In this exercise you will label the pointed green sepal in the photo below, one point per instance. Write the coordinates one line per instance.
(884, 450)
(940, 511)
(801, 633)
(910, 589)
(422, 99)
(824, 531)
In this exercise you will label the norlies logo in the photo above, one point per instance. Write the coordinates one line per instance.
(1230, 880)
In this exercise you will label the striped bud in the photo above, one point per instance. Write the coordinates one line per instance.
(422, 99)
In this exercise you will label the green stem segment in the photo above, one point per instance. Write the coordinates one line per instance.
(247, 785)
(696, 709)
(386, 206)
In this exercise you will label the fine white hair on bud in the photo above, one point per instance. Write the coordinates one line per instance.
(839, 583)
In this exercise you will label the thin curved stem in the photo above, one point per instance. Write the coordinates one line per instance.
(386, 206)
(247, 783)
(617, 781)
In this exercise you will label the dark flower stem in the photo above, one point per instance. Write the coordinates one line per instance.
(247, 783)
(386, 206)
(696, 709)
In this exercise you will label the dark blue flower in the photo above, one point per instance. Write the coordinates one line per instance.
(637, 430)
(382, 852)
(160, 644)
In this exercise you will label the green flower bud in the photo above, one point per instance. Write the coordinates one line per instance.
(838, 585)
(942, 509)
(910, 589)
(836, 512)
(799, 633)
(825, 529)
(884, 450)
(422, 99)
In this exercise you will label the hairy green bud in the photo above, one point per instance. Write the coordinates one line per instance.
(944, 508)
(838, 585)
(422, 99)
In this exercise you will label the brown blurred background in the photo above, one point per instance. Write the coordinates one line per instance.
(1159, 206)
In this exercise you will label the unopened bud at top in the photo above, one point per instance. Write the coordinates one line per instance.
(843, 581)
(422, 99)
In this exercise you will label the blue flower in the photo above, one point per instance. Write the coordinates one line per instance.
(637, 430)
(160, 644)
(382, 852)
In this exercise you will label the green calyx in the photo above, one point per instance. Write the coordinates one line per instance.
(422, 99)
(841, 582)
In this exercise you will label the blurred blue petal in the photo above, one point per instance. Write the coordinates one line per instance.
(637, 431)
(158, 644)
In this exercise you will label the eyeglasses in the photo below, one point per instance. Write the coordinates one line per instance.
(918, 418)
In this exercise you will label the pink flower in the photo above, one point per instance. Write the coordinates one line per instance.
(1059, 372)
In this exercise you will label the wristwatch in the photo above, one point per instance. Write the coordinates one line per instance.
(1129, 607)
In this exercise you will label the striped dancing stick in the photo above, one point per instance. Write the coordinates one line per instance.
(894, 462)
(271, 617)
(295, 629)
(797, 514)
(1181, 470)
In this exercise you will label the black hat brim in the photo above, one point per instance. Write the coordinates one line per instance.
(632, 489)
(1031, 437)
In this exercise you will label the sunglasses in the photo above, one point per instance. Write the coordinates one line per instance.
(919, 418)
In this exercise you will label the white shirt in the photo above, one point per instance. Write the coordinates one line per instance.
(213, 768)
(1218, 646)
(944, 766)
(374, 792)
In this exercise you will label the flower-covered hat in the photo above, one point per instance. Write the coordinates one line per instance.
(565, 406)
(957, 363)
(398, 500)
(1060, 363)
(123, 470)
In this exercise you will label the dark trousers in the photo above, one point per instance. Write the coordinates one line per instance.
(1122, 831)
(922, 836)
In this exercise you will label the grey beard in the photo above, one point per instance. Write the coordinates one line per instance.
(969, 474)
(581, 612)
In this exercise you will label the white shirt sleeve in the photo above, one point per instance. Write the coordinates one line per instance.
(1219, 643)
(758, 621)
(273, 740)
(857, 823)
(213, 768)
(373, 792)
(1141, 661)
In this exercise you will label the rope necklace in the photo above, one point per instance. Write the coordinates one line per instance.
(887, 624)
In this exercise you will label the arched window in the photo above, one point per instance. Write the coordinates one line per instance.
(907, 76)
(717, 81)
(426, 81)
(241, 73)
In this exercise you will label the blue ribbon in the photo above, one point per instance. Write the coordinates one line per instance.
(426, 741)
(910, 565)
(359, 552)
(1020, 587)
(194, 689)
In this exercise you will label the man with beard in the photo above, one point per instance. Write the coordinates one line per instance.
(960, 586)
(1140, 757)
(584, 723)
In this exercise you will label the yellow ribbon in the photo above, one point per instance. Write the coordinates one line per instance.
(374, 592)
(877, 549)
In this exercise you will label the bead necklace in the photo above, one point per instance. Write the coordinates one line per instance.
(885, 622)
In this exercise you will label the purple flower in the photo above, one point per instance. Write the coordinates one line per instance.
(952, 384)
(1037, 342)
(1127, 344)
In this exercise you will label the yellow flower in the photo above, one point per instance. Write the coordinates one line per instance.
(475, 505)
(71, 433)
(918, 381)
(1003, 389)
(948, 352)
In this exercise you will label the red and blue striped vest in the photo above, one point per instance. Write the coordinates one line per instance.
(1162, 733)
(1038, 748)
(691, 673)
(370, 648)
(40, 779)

Exercise objective: Reproduce every record word for word.

Result of the exercise:
In this exercise you will label the pointed green sepal in the photo below, one point per instance. Write the coordinates one line per instance.
(884, 450)
(940, 511)
(801, 633)
(910, 589)
(422, 99)
(824, 531)
In this exercise you will label the norlies logo in the photo above, one point per instance. Write the coordinates one line per instance.
(1230, 880)
In this exercise you will label the striped bud in the photo above, one point per instance. Write the coordinates one line per instance.
(422, 99)
In this exercise you will label the green stem segment in the photo above, one point per instance. Write the coordinates one line per instance.
(247, 785)
(696, 709)
(386, 206)
In this exercise you will label the fine white hair on bud in the photo above, one point per instance. Write the coordinates one line per instance.
(839, 583)
In this exercise you will label the thin curved stem in the photo above, one point per instance. Write the coordinates one line per instance.
(386, 206)
(247, 783)
(617, 781)
In this exercise you will label the dark flower stem in the photo above, one point per instance. Write the coordinates one line per instance.
(247, 783)
(386, 206)
(696, 709)
In this exercise you will label the dark blue flower in the photo above, one point per instance. Write the coordinates one line per instance.
(637, 430)
(382, 852)
(160, 644)
In this exercise you will label the green flower bud in the photo above, one point per instance. Write the coordinates one line per instance.
(838, 585)
(942, 509)
(910, 589)
(836, 512)
(799, 633)
(825, 529)
(884, 450)
(422, 99)
In this exercise you will label the hairy green bud in the photo above, one point per instance. Write the coordinates one line per instance.
(944, 508)
(838, 585)
(422, 99)
In this exercise you will label the brown blurred background in the photo above, one point per instance. Write the coordinates one line per instance.
(1159, 206)
In this exercise you will label the unopened bud at top in the photo above, one point per instance. Write the coordinates one line per instance.
(843, 581)
(422, 99)
In this exercise you will label the blue flower in the photo above, one point per instance. Write the coordinates one line per instance.
(637, 430)
(160, 644)
(382, 852)
In this exercise you will label the green calyx in the photo above, one point per instance. Write the coordinates one line per instance.
(422, 99)
(841, 582)
In this exercise you will label the blurred blue petal in the photo above, one point per instance. Write the coordinates one line per instance.
(637, 431)
(158, 644)
In this exercise you will label the eyeglasses in the photo below, one point per instance. Write the coordinates one line per instance.
(918, 418)
In this exercise you will label the pink flower in the photo above, one point per instance. Write the coordinates one line per instance.
(1059, 372)
In this exercise you will label the wristwatch in the photo above, one point per instance. Write the coordinates one line per instance.
(1129, 607)
In this exercise you will label the striped dancing stick in the photo above, one point per instance. Write the coordinates one line per instance.
(894, 462)
(271, 617)
(295, 629)
(797, 514)
(1181, 470)
In this exercise you will label the black hat brim in the photo above, one point per instance. Write the coordinates one line per instance.
(632, 489)
(1031, 437)
In this exercise you will label the sunglasses in the photo above, one point per instance. Write the coordinates one line per instance.
(919, 418)
In this exercise you will label the white shirt in the photo above, one point per instance. Write the coordinates one line per instance.
(213, 768)
(1218, 646)
(944, 766)
(374, 792)
In this exercise you will label the flower-covered hat in the photo above, one point per instance. Write the coordinates one line per instance.
(565, 406)
(957, 363)
(398, 500)
(1060, 363)
(123, 470)
In this exercise you will label the dark trousers in the photo above, one point per instance. Write the coordinates one line per instance.
(1122, 831)
(922, 836)
In this exercise you will label the grey beard in the photo above, one point per instance. Write the coordinates one line per instance.
(969, 474)
(581, 612)
In this exercise you will label the white shirt sleeve in the photo above, one point per instance. Write the coordinates one line per instance.
(1219, 643)
(758, 621)
(273, 740)
(857, 823)
(213, 768)
(373, 792)
(1141, 661)
In this exercise you will label the rope necklace in the photo above, one point per instance. Write the coordinates one line per instance.
(887, 624)
In this exercise you will label the arched window in the photo above, one point per instance. Write the coordinates one line per instance.
(907, 76)
(717, 81)
(426, 81)
(241, 73)
In this exercise you will label the blue ribbon in the photo above, one point per instance. Write the coordinates one line per instance.
(426, 741)
(910, 565)
(359, 552)
(1020, 587)
(194, 689)
In this exercise you will label the man with beard in the photo above, one point per instance. Write the coordinates one line per instance.
(960, 586)
(1140, 757)
(584, 723)
In this exercise you will label the yellow ribbon in the photo above, one point per instance. Write the coordinates one line per instance.
(374, 592)
(877, 549)
In this exercise you will label the bead necklace in the photo above, one point per instance. Write the coordinates one line per instance.
(885, 622)
In this exercise you will label the purple flower in the photo above, one point per instance. Write the coordinates one line per instance.
(952, 384)
(1037, 342)
(1127, 344)
In this exercise you will label the yellow flower in the photo above, one point per instance. Write the coordinates one line per instance.
(475, 505)
(71, 433)
(918, 381)
(1003, 389)
(948, 352)
In this exercise you will label the red and blue striped vest in the photo above, one point per instance. Write the coordinates one line per instance.
(1162, 733)
(1038, 748)
(691, 673)
(370, 648)
(40, 779)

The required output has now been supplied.